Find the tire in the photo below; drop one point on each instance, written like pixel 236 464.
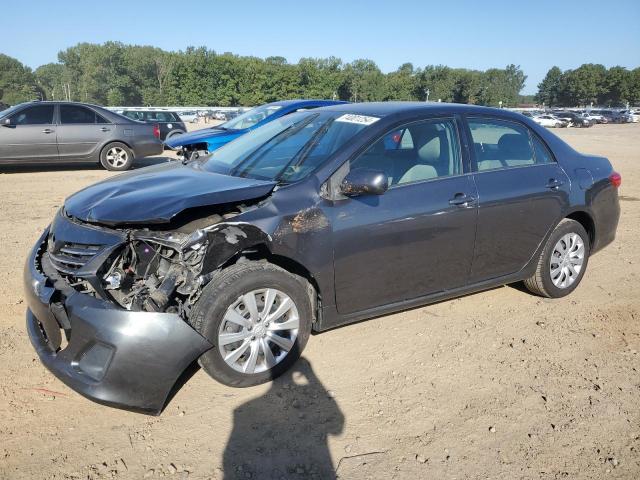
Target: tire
pixel 547 282
pixel 224 298
pixel 116 157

TASK STATEMENT: Leave the pictures out and write out every entry exactly as given.

REPLY TO THE EXERCISE:
Find the tire in the photo below; drop one point on each instance, written like pixel 236 464.
Target: tire
pixel 547 282
pixel 224 298
pixel 116 157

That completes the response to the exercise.